### Written problem
Convert the material below into a Markdown table with the columns "Row" and "Entry". Number each line in Row, put the line itself in Entry, and leave out blank lines.

### Input data
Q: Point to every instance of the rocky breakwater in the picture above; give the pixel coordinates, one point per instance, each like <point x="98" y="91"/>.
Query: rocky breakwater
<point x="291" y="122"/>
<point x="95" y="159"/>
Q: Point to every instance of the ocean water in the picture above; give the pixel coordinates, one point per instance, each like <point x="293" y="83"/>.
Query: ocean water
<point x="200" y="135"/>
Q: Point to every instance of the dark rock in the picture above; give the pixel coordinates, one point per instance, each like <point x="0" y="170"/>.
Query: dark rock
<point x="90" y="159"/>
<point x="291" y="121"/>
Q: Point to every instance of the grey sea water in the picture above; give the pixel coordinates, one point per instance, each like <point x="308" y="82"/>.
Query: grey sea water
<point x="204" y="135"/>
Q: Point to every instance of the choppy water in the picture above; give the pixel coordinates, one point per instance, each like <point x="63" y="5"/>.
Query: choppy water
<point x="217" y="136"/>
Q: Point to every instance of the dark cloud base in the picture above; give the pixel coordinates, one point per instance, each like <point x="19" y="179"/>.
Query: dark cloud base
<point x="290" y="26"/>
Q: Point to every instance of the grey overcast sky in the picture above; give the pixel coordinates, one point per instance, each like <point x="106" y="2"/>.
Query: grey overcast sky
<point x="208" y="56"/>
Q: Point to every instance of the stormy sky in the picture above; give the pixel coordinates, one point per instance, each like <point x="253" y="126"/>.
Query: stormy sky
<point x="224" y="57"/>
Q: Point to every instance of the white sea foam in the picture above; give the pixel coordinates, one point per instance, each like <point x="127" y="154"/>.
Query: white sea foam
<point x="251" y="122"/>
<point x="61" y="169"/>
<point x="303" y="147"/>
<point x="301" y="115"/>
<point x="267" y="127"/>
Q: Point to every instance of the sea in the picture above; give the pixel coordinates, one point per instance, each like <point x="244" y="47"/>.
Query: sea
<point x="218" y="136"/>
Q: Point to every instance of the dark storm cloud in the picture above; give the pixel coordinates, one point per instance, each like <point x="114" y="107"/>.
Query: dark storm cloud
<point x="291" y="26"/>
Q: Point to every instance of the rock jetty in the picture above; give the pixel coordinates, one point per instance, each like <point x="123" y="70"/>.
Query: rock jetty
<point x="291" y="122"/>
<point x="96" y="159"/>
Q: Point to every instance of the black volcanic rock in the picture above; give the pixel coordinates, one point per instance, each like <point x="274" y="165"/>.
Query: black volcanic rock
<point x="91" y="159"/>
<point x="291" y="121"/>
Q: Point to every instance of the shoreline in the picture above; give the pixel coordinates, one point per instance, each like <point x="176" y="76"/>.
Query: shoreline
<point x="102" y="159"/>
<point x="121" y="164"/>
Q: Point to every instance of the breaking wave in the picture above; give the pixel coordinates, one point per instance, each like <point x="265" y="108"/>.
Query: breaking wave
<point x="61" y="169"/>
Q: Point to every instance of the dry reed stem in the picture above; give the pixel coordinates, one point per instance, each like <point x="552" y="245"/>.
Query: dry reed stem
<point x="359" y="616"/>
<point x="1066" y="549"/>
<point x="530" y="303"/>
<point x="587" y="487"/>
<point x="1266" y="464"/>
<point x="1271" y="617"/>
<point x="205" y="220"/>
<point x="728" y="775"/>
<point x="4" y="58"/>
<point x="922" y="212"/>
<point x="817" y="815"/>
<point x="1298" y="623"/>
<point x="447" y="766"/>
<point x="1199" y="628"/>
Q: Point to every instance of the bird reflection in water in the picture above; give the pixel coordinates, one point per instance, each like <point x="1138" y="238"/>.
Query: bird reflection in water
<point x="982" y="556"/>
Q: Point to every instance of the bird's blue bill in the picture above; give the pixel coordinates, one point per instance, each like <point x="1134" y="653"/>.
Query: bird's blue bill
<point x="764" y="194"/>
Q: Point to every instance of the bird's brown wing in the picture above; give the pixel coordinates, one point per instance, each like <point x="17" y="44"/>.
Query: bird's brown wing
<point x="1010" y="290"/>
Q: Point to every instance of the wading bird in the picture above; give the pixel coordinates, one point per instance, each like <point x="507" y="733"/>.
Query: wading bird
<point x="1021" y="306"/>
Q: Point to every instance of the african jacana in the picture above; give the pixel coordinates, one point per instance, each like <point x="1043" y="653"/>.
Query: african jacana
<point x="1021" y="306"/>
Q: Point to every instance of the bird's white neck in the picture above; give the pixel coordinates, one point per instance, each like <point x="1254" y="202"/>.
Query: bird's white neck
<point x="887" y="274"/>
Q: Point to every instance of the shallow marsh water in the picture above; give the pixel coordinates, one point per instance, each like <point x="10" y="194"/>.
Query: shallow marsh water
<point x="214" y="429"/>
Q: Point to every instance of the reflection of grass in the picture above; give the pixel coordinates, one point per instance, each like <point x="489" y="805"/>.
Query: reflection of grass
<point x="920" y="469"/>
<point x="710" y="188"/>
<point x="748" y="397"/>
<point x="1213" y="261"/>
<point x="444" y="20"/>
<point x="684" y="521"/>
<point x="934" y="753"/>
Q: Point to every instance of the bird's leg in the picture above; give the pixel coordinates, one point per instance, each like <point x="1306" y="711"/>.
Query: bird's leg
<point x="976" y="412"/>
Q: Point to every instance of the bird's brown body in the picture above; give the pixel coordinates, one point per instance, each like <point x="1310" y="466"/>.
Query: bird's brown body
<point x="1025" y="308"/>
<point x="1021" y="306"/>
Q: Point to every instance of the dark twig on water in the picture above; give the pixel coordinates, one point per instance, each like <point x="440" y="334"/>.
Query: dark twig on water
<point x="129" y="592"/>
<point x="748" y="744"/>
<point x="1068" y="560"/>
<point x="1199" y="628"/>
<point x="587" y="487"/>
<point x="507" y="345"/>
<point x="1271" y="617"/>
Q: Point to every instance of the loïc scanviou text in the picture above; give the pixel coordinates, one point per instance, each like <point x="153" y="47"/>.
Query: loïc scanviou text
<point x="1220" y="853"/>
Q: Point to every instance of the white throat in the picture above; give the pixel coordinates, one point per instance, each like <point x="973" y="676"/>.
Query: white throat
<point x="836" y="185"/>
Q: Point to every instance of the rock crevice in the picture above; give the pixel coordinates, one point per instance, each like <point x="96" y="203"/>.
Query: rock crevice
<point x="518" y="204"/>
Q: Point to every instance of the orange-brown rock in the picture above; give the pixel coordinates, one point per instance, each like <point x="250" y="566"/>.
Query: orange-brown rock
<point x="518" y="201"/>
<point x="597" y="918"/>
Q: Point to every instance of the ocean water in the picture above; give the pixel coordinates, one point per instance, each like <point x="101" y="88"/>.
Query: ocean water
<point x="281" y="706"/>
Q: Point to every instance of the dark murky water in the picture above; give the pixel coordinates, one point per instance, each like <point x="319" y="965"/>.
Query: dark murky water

### Task answer
| Row | Entry |
|---|---|
| 1 | Q: Point to every instance of the rocky breakwater in the picture above; give the pixel coordinates, one point per instance, each like <point x="98" y="91"/>. |
| 2 | Query: rocky breakwater |
| 3 | <point x="291" y="122"/> |
| 4 | <point x="95" y="159"/> |
| 5 | Q: Point to every instance of the ocean water in the picture above; give the pixel coordinates, one point per instance, each like <point x="293" y="83"/>. |
| 6 | Query: ocean water |
| 7 | <point x="200" y="135"/> |
| 8 | Q: Point to every instance of the dark rock in the picture above; give the pixel coordinates, one point per instance, each like <point x="0" y="170"/>. |
| 9 | Query: dark rock |
| 10 | <point x="90" y="159"/> |
| 11 | <point x="291" y="121"/> |
| 12 | Q: Point to every instance of the grey sea water in the picture above; give the pixel coordinates, one point per instance, each like <point x="308" y="82"/>. |
| 13 | Query: grey sea water |
| 14 | <point x="204" y="135"/> |
| 15 | Q: Point to every instance of the choppy water in the picture above; give the pixel coordinates, one point per instance, each like <point x="63" y="5"/>. |
| 16 | Query: choppy water |
| 17 | <point x="217" y="136"/> |
| 18 | Q: Point to every instance of the dark cloud base in the picture above; give the pixel coordinates, one point per instance, each like <point x="19" y="179"/>. |
| 19 | Query: dark cloud base |
| 20 | <point x="290" y="26"/> |
| 21 | Q: Point to every instance of the grey overcast sky in the picture above; give the pixel coordinates, one point per instance, each like <point x="106" y="2"/>. |
| 22 | Query: grey overcast sky |
| 23 | <point x="208" y="56"/> |
| 24 | Q: Point to every instance of the stormy sky in the picture above; give the pixel coordinates, one point per instance, each like <point x="253" y="126"/>. |
| 25 | Query: stormy sky |
| 26 | <point x="224" y="57"/> |
| 27 | Q: Point to every instance of the white sea foam in the picture above; give the pixel coordinates, one point per instance, each like <point x="127" y="154"/>. |
| 28 | Query: white sea foam |
| 29 | <point x="251" y="122"/> |
| 30 | <point x="61" y="169"/> |
| 31 | <point x="303" y="147"/> |
| 32 | <point x="301" y="115"/> |
| 33 | <point x="267" y="127"/> |
| 34 | Q: Point to every instance of the sea in the picture above; give the pixel coordinates, one point per instance, each like <point x="244" y="47"/>. |
| 35 | Query: sea |
| 36 | <point x="218" y="136"/> |
| 37 | Q: Point to every instance of the dark storm cloud in the picture above; give the pixel coordinates, one point per instance, each like <point x="114" y="107"/>. |
| 38 | Query: dark storm cloud |
| 39 | <point x="291" y="26"/> |
| 40 | Q: Point to every instance of the rock jetty in the picture above; give the pixel coordinates, one point per instance, each like <point x="123" y="70"/>. |
| 41 | Query: rock jetty |
| 42 | <point x="291" y="122"/> |
| 43 | <point x="96" y="159"/> |
| 44 | Q: Point to every instance of the black volcanic rock in the picture above; give the pixel coordinates, one point per instance, each like <point x="274" y="165"/>. |
| 45 | Query: black volcanic rock |
| 46 | <point x="91" y="159"/> |
| 47 | <point x="291" y="121"/> |
| 48 | Q: Point to every instance of the shoreline in the picture above; give the pixel coordinates, one point per instance, each like <point x="176" y="76"/>. |
| 49 | Query: shoreline |
| 50 | <point x="102" y="159"/> |
| 51 | <point x="121" y="164"/> |
| 52 | Q: Point to every instance of the breaking wave in the picture above; give the pixel coordinates, one point per instance, each like <point x="265" y="108"/>. |
| 53 | Query: breaking wave |
| 54 | <point x="61" y="169"/> |
| 55 | Q: Point to every instance of the dry reed stem in the picture above; give the pixel coordinates, one point per instance, each like <point x="552" y="245"/>. |
| 56 | Query: dry reed stem |
| 57 | <point x="359" y="616"/> |
| 58 | <point x="1066" y="549"/> |
| 59 | <point x="530" y="303"/> |
| 60 | <point x="587" y="487"/> |
| 61 | <point x="1266" y="464"/> |
| 62 | <point x="1271" y="617"/> |
| 63 | <point x="205" y="220"/> |
| 64 | <point x="728" y="775"/> |
| 65 | <point x="4" y="58"/> |
| 66 | <point x="922" y="212"/> |
| 67 | <point x="817" y="815"/> |
| 68 | <point x="1298" y="623"/> |
| 69 | <point x="447" y="766"/> |
| 70 | <point x="1199" y="628"/> |
| 71 | Q: Point to every instance of the bird reflection in water in the picture above; give the pixel coordinates, one point per instance, each like <point x="1138" y="238"/>. |
| 72 | Query: bird reflection in water |
| 73 | <point x="982" y="556"/> |
| 74 | Q: Point to every instance of the bird's blue bill in the picture above; give the pixel coordinates, one point per instance, each like <point x="1134" y="653"/>. |
| 75 | Query: bird's blue bill |
| 76 | <point x="764" y="194"/> |
| 77 | Q: Point to every instance of the bird's brown wing in the picture above; give the pixel coordinates, one point per instance, each like <point x="17" y="44"/>. |
| 78 | Query: bird's brown wing |
| 79 | <point x="1010" y="290"/> |
| 80 | Q: Point to every instance of the wading bird in the picture above; give the pixel coordinates, one point per instance, each like <point x="507" y="733"/>. |
| 81 | Query: wading bird |
| 82 | <point x="1021" y="306"/> |
| 83 | Q: Point to every instance of the african jacana in the picture above; give the pixel coordinates, one point per instance, each like <point x="1043" y="653"/>. |
| 84 | Query: african jacana |
| 85 | <point x="1021" y="306"/> |
| 86 | Q: Point to every instance of the bird's white neck in the picture above; give the pixel coordinates, one point per instance, each like <point x="1254" y="202"/>. |
| 87 | Query: bird's white neck |
| 88 | <point x="887" y="274"/> |
| 89 | Q: Point to every instance of the shallow marsh water in the picture above; give the pixel coordinates, one point per instance, each like <point x="10" y="194"/>. |
| 90 | Query: shallow marsh water |
| 91 | <point x="214" y="429"/> |
| 92 | Q: Point to every instance of the reflection of grass in the picture above; give the pixel coordinates, one point per instance, each like <point x="489" y="805"/>. |
| 93 | Query: reflection of grass |
| 94 | <point x="920" y="469"/> |
| 95 | <point x="710" y="188"/> |
| 96 | <point x="748" y="397"/> |
| 97 | <point x="1213" y="261"/> |
| 98 | <point x="444" y="20"/> |
| 99 | <point x="684" y="521"/> |
| 100 | <point x="934" y="753"/> |
| 101 | Q: Point to every instance of the bird's leg in the picture above; give the pixel coordinates, one point per instance, each like <point x="1306" y="711"/>. |
| 102 | Query: bird's leg |
| 103 | <point x="976" y="412"/> |
| 104 | Q: Point to every instance of the bird's brown body in the picture above; give the pixel coordinates, one point per instance, each like <point x="1310" y="466"/>. |
| 105 | Query: bird's brown body |
| 106 | <point x="1025" y="308"/> |
| 107 | <point x="1021" y="306"/> |
| 108 | Q: Point to every instance of the dark twig on water in the picture above; give the pixel coordinates, one point per instance, each like <point x="440" y="334"/>. |
| 109 | Query: dark twig on water |
| 110 | <point x="129" y="592"/> |
| 111 | <point x="748" y="744"/> |
| 112 | <point x="1068" y="560"/> |
| 113 | <point x="1199" y="628"/> |
| 114 | <point x="587" y="487"/> |
| 115 | <point x="507" y="345"/> |
| 116 | <point x="1271" y="617"/> |
| 117 | Q: Point to every instance of the loïc scanviou text in the picture above; give the pixel coordinates, one point per instance, each like <point x="153" y="47"/>. |
| 118 | Query: loïc scanviou text |
| 119 | <point x="1220" y="853"/> |
| 120 | Q: Point to every instance of the white throat in the picture above; give the pixel coordinates, one point per instance, each like <point x="973" y="676"/>. |
| 121 | Query: white throat |
| 122 | <point x="836" y="185"/> |
| 123 | Q: Point to every instance of the rock crevice in the picture above; give the pixel coordinates, one point per instance, each like <point x="96" y="203"/>. |
| 124 | Query: rock crevice |
| 125 | <point x="518" y="204"/> |
| 126 | Q: Point to every instance of the orange-brown rock in the picture above; give the pixel coordinates, one point per instance, each like <point x="250" y="566"/>. |
| 127 | Query: orange-brown rock |
| 128 | <point x="518" y="201"/> |
| 129 | <point x="597" y="918"/> |
| 130 | Q: Point to every instance of the ocean water in the picture above; give the pixel coordinates, one point per instance, each like <point x="101" y="88"/>. |
| 131 | Query: ocean water |
| 132 | <point x="281" y="706"/> |
| 133 | Q: Point to every instance of the dark murky water in the picture above; give the pixel coordinates, one point per instance, each like <point x="319" y="965"/>. |
| 134 | Query: dark murky water |